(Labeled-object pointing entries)

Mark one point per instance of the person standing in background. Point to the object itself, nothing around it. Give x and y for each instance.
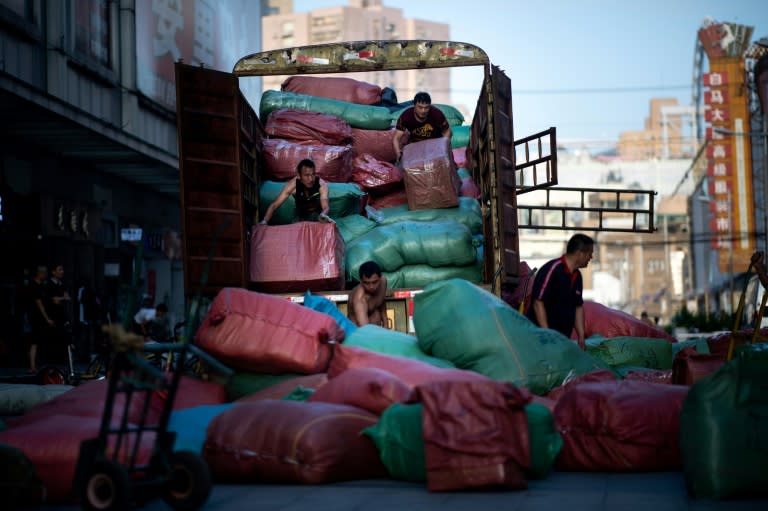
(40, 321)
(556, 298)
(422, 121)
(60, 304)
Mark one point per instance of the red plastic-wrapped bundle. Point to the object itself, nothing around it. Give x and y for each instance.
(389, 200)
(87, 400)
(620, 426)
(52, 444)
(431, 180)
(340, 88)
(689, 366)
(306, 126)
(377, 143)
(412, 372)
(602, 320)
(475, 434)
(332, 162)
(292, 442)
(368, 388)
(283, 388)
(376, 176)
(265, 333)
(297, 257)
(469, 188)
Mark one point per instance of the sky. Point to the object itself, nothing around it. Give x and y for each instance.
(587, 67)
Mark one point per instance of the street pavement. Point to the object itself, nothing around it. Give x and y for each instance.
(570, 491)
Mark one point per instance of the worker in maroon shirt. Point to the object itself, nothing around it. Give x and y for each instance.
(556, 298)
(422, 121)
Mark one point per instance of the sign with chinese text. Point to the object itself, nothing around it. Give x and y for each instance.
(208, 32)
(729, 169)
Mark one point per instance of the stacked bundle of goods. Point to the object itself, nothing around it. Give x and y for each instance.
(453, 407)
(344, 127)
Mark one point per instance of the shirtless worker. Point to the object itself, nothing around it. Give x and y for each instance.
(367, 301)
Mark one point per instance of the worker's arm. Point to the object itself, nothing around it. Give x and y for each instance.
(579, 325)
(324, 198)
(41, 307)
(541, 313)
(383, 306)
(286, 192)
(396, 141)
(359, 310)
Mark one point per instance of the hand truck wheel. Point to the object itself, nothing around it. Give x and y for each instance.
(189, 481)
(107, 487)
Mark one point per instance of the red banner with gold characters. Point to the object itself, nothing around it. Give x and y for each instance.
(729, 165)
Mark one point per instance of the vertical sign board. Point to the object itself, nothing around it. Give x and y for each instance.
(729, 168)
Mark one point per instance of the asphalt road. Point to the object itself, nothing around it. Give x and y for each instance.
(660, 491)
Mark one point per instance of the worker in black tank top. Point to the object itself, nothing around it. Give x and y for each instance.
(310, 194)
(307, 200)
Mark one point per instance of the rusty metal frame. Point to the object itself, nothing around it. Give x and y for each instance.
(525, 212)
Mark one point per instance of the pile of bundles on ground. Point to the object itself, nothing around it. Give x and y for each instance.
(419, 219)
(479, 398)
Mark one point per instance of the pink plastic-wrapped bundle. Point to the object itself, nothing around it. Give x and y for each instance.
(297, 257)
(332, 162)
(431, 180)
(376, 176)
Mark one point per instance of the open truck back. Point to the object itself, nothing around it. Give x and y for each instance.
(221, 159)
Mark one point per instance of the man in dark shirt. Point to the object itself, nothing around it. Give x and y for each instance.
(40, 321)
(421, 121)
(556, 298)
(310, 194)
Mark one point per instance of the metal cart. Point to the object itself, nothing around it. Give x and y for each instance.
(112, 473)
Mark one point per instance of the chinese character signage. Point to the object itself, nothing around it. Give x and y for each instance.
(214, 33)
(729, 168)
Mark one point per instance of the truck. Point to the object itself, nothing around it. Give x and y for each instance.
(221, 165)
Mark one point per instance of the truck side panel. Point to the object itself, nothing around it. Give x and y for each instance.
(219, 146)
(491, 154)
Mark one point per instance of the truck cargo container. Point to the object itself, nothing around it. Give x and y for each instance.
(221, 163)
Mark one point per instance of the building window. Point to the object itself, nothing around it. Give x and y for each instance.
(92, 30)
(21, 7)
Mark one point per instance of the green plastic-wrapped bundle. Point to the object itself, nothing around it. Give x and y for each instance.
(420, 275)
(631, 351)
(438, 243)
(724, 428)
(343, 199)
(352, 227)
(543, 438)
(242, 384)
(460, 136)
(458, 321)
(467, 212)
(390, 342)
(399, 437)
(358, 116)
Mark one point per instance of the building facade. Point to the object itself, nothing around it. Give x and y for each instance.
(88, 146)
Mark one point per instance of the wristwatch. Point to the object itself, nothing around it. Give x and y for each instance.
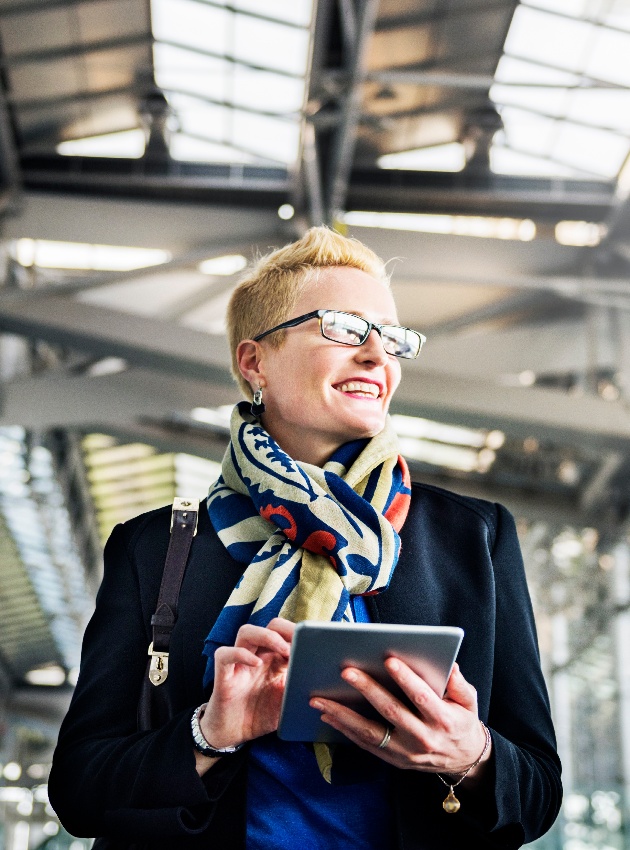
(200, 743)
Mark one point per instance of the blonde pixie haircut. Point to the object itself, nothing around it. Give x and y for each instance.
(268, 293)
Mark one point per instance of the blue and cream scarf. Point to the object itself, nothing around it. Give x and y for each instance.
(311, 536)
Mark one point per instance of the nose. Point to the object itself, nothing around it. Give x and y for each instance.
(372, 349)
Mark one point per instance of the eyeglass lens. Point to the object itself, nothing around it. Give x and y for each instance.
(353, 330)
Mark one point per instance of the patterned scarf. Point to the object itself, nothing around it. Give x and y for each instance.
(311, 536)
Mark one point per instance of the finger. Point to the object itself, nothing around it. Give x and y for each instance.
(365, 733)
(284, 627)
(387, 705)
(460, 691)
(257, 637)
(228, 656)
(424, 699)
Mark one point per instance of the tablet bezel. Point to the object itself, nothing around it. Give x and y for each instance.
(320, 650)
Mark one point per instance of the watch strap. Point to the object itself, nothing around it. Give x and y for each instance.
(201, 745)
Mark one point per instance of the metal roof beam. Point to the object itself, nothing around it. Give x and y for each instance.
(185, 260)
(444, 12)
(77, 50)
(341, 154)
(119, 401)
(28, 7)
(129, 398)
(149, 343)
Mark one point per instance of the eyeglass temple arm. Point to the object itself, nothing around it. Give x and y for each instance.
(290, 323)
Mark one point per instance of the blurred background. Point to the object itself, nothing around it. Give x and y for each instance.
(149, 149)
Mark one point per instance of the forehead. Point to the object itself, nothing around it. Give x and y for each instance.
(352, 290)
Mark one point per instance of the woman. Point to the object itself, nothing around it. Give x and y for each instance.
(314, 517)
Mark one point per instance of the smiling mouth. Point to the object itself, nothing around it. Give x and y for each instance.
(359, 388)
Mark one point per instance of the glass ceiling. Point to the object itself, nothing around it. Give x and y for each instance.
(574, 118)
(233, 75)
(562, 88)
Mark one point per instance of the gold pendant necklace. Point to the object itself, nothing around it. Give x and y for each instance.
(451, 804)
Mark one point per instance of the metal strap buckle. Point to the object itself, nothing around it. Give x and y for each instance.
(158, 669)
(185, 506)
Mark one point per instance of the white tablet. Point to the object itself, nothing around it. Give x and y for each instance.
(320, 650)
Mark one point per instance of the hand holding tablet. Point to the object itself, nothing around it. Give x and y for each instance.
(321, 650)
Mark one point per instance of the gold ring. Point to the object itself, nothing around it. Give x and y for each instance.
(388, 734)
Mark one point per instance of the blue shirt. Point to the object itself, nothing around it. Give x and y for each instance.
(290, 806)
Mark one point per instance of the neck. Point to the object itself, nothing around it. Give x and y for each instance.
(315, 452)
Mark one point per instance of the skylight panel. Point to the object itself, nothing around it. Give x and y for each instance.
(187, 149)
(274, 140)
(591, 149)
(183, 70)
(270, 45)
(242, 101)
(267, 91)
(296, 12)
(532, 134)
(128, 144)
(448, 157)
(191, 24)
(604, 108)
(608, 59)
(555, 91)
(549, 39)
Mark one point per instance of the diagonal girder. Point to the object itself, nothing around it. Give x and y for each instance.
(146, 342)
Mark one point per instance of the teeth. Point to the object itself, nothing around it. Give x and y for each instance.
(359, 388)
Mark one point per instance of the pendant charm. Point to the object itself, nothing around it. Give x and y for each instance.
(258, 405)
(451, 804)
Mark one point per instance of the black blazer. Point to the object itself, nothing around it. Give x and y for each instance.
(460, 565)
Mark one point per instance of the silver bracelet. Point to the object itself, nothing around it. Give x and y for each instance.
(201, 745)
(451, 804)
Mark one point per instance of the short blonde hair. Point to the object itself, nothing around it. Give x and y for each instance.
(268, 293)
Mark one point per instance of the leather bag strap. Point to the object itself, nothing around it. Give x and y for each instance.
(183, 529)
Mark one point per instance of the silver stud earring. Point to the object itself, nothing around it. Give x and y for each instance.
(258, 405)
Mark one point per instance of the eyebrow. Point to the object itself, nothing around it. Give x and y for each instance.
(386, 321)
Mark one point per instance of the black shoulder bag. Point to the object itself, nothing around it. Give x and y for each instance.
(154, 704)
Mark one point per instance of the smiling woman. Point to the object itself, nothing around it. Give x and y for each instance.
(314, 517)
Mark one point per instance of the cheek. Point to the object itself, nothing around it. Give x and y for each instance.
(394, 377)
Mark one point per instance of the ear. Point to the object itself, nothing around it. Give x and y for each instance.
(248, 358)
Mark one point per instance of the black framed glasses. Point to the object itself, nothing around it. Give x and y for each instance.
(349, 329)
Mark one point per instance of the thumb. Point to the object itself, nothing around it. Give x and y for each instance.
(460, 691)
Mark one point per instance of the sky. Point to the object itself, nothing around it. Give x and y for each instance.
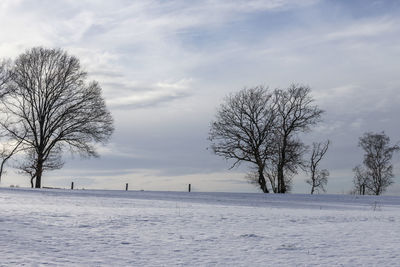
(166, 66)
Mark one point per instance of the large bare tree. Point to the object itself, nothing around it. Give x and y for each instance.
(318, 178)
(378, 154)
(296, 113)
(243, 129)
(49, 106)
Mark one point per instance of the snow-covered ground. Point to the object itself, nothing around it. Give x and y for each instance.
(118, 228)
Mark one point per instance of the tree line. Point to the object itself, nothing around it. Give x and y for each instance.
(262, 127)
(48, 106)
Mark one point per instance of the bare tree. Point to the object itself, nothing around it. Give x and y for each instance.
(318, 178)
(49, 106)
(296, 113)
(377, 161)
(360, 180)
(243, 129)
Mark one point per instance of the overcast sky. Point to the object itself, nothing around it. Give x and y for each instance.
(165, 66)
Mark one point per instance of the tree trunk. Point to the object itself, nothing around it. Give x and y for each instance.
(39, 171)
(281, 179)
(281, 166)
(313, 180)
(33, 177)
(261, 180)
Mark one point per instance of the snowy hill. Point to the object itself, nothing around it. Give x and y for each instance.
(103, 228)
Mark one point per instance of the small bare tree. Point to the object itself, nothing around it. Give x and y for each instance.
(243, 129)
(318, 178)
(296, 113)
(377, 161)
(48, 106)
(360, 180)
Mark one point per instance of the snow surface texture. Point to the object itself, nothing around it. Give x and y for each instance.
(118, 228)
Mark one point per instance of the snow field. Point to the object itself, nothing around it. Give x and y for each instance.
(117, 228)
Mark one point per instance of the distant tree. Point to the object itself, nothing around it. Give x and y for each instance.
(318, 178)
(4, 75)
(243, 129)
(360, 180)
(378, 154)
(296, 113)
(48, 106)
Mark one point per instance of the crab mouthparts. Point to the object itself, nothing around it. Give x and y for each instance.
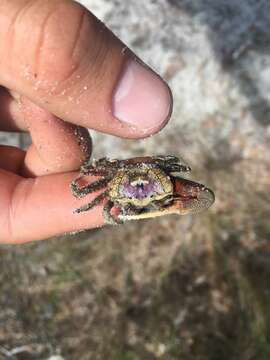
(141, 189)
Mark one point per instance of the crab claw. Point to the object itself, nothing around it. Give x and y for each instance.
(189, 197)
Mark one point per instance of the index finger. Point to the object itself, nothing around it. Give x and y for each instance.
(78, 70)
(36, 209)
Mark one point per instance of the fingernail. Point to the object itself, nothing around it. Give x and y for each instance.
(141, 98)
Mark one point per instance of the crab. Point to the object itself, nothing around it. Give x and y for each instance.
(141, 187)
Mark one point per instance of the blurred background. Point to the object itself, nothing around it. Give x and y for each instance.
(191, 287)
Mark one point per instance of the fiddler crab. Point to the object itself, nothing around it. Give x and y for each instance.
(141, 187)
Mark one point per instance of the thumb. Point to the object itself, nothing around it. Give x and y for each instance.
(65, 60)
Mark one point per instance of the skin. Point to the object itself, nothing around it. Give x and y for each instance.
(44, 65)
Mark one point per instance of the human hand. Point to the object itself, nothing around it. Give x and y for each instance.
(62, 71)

■ GIVEN EXERCISE: Write out exactly the lines from the line containing "Mark one point per instance of the small" through the last line of the listing above, please, and leave out any pictures.

■ RESPONSE TO THE EXERCISE:
Mark one point per instance of the small bare tree. Point to the object itself, nothing around it. Give x and y for each instance.
(243, 129)
(318, 178)
(296, 113)
(377, 161)
(48, 106)
(360, 180)
Mark one point per instance of the snow surface texture. Point to the object itself, nothing around it. Give x and y for each instance.
(118, 228)
Mark one point per instance of the snow field. Point to the object itself, nothing around it. Give x and y for each instance.
(117, 228)
Mark one point per instance of the distant tree. Point to the object itself, nothing around it. Give x and y for each instance.
(318, 178)
(4, 75)
(243, 129)
(360, 180)
(378, 154)
(296, 113)
(48, 106)
Mark one point per instance of the crab mouthparts. Point to the object itself, nothing around it. Give x and y for each instance.
(141, 189)
Mark one point per instance of the crab claw. Point to the object itself, nothing around it. Give x and y for each instance.
(189, 197)
Mark one point per instance of the index finger. Point to the object itself, nothing around it. Give x and y for each instance.
(78, 70)
(36, 209)
Mark one point per instance of the fingernail. Point to the object itself, nothing around it. Give x and y for each instance.
(141, 98)
Mark one point per instance of the crab. Point to the object itself, nothing around it. Give x and y for each instance.
(141, 187)
Mark one point per instance of the blurred background. Point to the object itself, nothing around it. Give x and y for each instance.
(191, 287)
Mark one point per instance of the fiddler crab. Point to the object itself, nothing around it. Give x and y for each instance.
(141, 187)
Mark one point per instance of the thumb. Point to the object itself, nothing around it. Give x and y for each instance.
(65, 60)
Mark one point per instance of the skin. Point to the object itself, nothing around it. Give x and y for each instance.
(44, 65)
Mark one point per instance of the human hand. Point to the object itself, nothing around it. Give x and y for each instance.
(62, 71)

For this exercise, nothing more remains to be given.